[[ DATA SHOWN open ]]

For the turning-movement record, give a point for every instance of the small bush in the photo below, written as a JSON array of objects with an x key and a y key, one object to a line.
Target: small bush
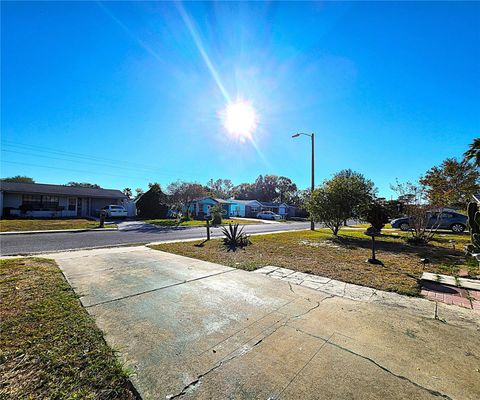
[
  {"x": 235, "y": 237},
  {"x": 216, "y": 212}
]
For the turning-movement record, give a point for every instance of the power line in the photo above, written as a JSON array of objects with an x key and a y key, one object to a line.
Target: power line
[
  {"x": 75, "y": 161},
  {"x": 38, "y": 148},
  {"x": 68, "y": 169}
]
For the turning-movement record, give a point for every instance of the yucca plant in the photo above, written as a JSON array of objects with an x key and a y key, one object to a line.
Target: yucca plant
[
  {"x": 474, "y": 226},
  {"x": 235, "y": 237}
]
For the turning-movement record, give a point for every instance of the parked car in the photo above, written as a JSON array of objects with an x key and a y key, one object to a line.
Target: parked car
[
  {"x": 447, "y": 220},
  {"x": 268, "y": 215},
  {"x": 114, "y": 211}
]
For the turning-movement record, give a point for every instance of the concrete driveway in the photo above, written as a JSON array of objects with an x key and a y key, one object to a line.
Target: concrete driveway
[{"x": 193, "y": 329}]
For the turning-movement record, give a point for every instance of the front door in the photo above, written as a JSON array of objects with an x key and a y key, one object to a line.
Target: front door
[{"x": 79, "y": 207}]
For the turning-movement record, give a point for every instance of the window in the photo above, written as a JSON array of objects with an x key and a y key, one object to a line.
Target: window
[
  {"x": 39, "y": 202},
  {"x": 32, "y": 199},
  {"x": 72, "y": 204},
  {"x": 49, "y": 201},
  {"x": 446, "y": 215}
]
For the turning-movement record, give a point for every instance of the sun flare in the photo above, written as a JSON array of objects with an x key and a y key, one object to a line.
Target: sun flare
[{"x": 240, "y": 119}]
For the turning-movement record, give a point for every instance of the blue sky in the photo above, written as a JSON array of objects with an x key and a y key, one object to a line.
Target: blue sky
[{"x": 122, "y": 94}]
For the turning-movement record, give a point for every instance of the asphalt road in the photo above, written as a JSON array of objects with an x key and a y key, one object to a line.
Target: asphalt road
[{"x": 48, "y": 242}]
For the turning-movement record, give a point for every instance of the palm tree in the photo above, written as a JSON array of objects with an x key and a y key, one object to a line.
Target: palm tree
[{"x": 473, "y": 153}]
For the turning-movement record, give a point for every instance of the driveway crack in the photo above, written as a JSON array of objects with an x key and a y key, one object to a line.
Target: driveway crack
[
  {"x": 371, "y": 360},
  {"x": 239, "y": 353}
]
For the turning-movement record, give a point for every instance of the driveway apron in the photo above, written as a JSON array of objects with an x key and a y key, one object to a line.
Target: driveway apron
[{"x": 193, "y": 329}]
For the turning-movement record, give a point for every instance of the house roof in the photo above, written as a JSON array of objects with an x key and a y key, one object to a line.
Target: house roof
[
  {"x": 60, "y": 190},
  {"x": 223, "y": 201},
  {"x": 246, "y": 202}
]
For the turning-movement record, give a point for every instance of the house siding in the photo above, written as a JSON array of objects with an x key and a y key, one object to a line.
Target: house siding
[{"x": 89, "y": 206}]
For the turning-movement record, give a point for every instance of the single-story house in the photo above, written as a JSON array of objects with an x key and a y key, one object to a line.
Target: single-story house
[
  {"x": 199, "y": 208},
  {"x": 238, "y": 208},
  {"x": 282, "y": 209},
  {"x": 244, "y": 208},
  {"x": 56, "y": 201}
]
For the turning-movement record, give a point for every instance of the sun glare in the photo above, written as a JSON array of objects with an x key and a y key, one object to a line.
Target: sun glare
[{"x": 240, "y": 120}]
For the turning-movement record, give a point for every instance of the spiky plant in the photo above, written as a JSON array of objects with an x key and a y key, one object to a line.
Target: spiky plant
[
  {"x": 474, "y": 225},
  {"x": 234, "y": 236}
]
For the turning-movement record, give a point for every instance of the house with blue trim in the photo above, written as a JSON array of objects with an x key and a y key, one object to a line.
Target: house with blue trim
[{"x": 238, "y": 208}]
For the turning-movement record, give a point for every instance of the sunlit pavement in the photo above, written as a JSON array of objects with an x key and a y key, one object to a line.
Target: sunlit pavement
[
  {"x": 193, "y": 329},
  {"x": 134, "y": 233}
]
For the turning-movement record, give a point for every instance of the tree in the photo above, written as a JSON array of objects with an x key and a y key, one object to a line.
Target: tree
[
  {"x": 268, "y": 188},
  {"x": 244, "y": 191},
  {"x": 221, "y": 188},
  {"x": 182, "y": 194},
  {"x": 452, "y": 183},
  {"x": 216, "y": 212},
  {"x": 473, "y": 153},
  {"x": 139, "y": 192},
  {"x": 153, "y": 203},
  {"x": 286, "y": 189},
  {"x": 326, "y": 205},
  {"x": 354, "y": 189},
  {"x": 18, "y": 179},
  {"x": 376, "y": 214},
  {"x": 341, "y": 198},
  {"x": 418, "y": 210},
  {"x": 84, "y": 184}
]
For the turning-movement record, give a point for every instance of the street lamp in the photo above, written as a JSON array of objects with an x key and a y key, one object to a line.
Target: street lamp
[{"x": 312, "y": 223}]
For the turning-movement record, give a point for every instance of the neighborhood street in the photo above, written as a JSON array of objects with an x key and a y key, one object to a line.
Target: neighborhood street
[{"x": 131, "y": 233}]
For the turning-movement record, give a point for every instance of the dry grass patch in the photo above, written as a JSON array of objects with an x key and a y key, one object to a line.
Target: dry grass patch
[
  {"x": 50, "y": 347},
  {"x": 17, "y": 225},
  {"x": 343, "y": 258}
]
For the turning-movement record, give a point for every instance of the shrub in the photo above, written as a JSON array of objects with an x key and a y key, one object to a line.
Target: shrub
[
  {"x": 235, "y": 237},
  {"x": 376, "y": 214},
  {"x": 216, "y": 212}
]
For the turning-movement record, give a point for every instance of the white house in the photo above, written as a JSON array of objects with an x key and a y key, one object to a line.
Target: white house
[
  {"x": 55, "y": 201},
  {"x": 244, "y": 208},
  {"x": 199, "y": 208}
]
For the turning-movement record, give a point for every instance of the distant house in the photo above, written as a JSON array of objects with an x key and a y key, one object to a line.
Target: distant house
[
  {"x": 239, "y": 208},
  {"x": 245, "y": 208},
  {"x": 200, "y": 208},
  {"x": 59, "y": 201},
  {"x": 282, "y": 209}
]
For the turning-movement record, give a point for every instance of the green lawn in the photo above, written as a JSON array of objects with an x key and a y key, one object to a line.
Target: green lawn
[
  {"x": 174, "y": 222},
  {"x": 343, "y": 258},
  {"x": 50, "y": 347},
  {"x": 16, "y": 225}
]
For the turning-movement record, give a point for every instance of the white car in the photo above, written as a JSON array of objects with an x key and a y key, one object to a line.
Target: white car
[
  {"x": 268, "y": 215},
  {"x": 114, "y": 211}
]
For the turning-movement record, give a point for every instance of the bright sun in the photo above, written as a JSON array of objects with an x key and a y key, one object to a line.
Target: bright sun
[{"x": 240, "y": 119}]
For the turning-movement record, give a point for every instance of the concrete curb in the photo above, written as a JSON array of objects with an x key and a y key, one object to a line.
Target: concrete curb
[{"x": 57, "y": 231}]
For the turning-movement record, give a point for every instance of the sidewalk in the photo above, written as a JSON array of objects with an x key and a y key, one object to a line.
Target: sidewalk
[
  {"x": 57, "y": 231},
  {"x": 187, "y": 328}
]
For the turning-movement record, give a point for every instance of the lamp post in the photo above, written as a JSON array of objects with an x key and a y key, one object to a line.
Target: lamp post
[{"x": 312, "y": 136}]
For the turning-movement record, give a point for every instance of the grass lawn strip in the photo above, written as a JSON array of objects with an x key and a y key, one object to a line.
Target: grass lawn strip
[
  {"x": 342, "y": 259},
  {"x": 50, "y": 347},
  {"x": 17, "y": 225},
  {"x": 193, "y": 222}
]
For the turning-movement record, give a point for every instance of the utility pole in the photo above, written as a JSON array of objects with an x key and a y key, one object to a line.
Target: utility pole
[{"x": 312, "y": 137}]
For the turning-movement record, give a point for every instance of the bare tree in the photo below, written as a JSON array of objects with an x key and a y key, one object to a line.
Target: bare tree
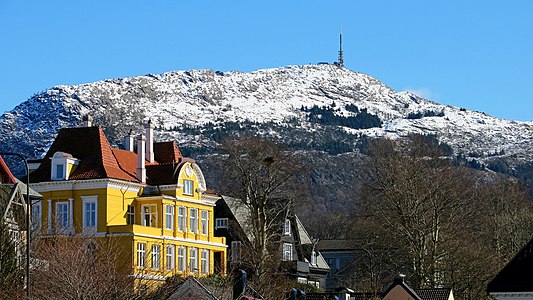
[
  {"x": 421, "y": 199},
  {"x": 447, "y": 225},
  {"x": 263, "y": 177}
]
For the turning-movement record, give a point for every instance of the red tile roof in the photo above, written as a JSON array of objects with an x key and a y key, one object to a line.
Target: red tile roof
[
  {"x": 5, "y": 174},
  {"x": 167, "y": 152},
  {"x": 99, "y": 160}
]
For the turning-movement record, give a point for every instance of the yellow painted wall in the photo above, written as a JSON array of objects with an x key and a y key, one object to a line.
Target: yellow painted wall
[{"x": 112, "y": 220}]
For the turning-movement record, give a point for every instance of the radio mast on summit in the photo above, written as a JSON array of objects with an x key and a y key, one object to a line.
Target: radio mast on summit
[{"x": 340, "y": 62}]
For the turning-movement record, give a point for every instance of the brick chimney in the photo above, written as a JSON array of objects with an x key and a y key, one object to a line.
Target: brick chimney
[
  {"x": 128, "y": 141},
  {"x": 149, "y": 141},
  {"x": 141, "y": 169},
  {"x": 87, "y": 121}
]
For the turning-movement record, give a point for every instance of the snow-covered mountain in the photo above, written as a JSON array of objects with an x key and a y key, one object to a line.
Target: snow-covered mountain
[{"x": 190, "y": 105}]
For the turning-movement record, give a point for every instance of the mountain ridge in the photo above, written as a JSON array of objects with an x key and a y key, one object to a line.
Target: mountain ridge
[{"x": 284, "y": 96}]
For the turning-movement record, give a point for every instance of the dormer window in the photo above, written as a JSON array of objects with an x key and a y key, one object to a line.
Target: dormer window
[
  {"x": 188, "y": 187},
  {"x": 62, "y": 164},
  {"x": 60, "y": 171},
  {"x": 287, "y": 227},
  {"x": 313, "y": 258}
]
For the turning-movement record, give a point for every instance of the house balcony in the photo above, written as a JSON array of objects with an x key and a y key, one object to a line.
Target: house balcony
[
  {"x": 295, "y": 268},
  {"x": 160, "y": 232}
]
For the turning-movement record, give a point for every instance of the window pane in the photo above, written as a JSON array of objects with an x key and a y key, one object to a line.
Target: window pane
[
  {"x": 156, "y": 254},
  {"x": 169, "y": 220},
  {"x": 170, "y": 257},
  {"x": 141, "y": 252},
  {"x": 182, "y": 215}
]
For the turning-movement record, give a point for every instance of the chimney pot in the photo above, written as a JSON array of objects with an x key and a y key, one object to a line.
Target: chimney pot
[
  {"x": 128, "y": 141},
  {"x": 87, "y": 121},
  {"x": 141, "y": 167},
  {"x": 149, "y": 141}
]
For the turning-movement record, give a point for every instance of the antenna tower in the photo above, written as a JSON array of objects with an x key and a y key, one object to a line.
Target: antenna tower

[[ DATA SHOWN closed ]]

§ WORK INSTRUCTION:
Show all lines above containing "antenna".

§ REPLY:
For the turning-movement record, give a point for every instance of the antenna tower in the photo above, written as a JSON array of objects with an x key and a y key, one object to a line.
Target: antenna tower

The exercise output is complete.